▶ **INSTRUCTIONS TO FOLLOW**
Copy the rows below word for word, but leave out the picture.

▶ **DATA FOR PROCESSING**
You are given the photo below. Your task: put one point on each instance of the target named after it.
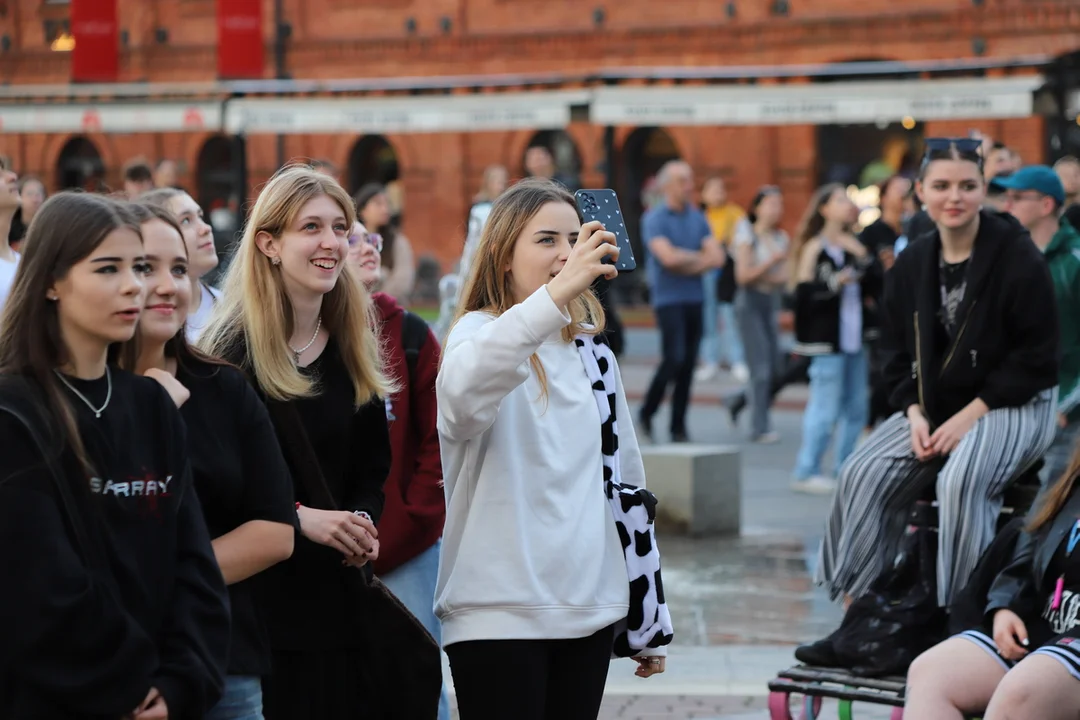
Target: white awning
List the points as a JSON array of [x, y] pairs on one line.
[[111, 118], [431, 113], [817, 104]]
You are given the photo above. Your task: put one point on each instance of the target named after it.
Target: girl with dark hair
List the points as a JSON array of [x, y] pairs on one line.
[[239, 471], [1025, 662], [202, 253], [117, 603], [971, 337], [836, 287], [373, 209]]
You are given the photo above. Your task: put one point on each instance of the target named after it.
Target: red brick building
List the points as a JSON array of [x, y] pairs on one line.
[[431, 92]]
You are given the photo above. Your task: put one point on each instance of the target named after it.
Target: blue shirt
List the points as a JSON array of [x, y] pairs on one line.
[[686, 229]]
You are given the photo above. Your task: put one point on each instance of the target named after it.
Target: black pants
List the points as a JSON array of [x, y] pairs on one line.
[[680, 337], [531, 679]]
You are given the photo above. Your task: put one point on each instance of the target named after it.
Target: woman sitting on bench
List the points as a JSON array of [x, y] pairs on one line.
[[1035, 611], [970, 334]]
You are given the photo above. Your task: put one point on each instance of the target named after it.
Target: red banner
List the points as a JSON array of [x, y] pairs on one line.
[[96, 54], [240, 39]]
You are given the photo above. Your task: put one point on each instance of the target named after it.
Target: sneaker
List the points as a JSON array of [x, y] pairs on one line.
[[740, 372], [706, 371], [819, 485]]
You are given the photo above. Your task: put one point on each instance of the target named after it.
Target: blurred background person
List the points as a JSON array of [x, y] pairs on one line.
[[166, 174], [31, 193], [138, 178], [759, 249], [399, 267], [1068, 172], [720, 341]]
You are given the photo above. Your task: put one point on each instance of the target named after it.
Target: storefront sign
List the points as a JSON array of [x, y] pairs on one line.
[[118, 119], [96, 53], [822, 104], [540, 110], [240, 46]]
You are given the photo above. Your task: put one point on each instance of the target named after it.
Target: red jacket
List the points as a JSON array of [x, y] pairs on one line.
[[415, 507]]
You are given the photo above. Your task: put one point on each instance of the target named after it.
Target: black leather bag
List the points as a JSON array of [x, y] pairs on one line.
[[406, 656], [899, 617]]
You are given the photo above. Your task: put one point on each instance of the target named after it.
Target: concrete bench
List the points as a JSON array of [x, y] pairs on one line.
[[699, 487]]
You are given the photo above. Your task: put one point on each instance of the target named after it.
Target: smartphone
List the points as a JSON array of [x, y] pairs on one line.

▶ **RESULT OF THE TASK**
You are given the photo below. Your task: put one point on each instance of the target named after it.
Target: white awning
List the points as a JSON array of [x, y] pairs on one line.
[[111, 118], [431, 113], [817, 104]]
You are given the photo above. Your task: put one point on each instance of the target named after it.
Target: girl with dark hair
List the points as a JSON array of [x, y] pairs on one line.
[[239, 471], [1025, 662], [202, 253], [117, 603], [971, 337], [836, 287], [373, 209]]
You are given the photo above. Your task: put one point on each instance of the target named after it.
Target: red brick building
List the points as a JSON array of [x, y] pairs on one line.
[[431, 92]]
You are given the photo above. Your task: put one point on each instance of the target named after it.
Target: blue shirt
List the points as a JSON array of [x, y] pairs on one line.
[[686, 229]]
You are given the photo above. Your task: put one point on each instance of the target named after it.
Target: black pants
List the points as a JSON array of [x, y] pairs on one line.
[[680, 337], [531, 679]]
You are given the photo above. Your task: put one point on each instance of the target named after it.
Target: woman sitting on bench
List the points as a JSON array of [x, y] pairs on one line.
[[1035, 611], [970, 334]]
You are given the photo above. Your task: put one point on each instance of the target named after it.
Target: red banner
List the points as a JSON array of [x, y] pairs on one line.
[[96, 54], [240, 39]]
You are given the photo above. Your task: put one point on each instance of the target named after it.
Target: sneaker
List the points as a JSON array of [x, y] pairs on one line.
[[740, 372], [706, 371], [819, 485]]
You are given the photo above. Your task: put one point on each instance of the target named after it.
Target: blurred background person
List the points as a JSON array of [x, y] pairs on one line.
[[166, 174], [31, 193], [138, 178], [759, 249], [399, 267], [1068, 172], [720, 341]]
You are given the photo above. Your task: put one point on each instance of the target named after it.
Target: storefront sign
List the points as a JSON array of [x, y] pairs on one line.
[[118, 119], [96, 53], [822, 104], [540, 110], [240, 46]]
You are given the photo above. Your task: put one point on each instance of the target named after it.
Target: red jacket
List the points as a JSON array of [x, y] pairs on one line.
[[415, 507]]
You are given the photo above. Your task: put one point on each instance of the target named after it.
Target: black leather bag
List the points as a JSON array of [x, y] pairs on one line.
[[406, 656], [899, 617]]
You are given the photo above. Your task: put one point on each instance of the target named after it.
Target: concrete bench
List the points as a JSON array of [x, y] pairs on one line.
[[699, 487]]
You are given the photo above. Your task: put one point on each instance of the target named after it.
Target: smartphone
List the points as a JSON array of [x, y] pairs on one line.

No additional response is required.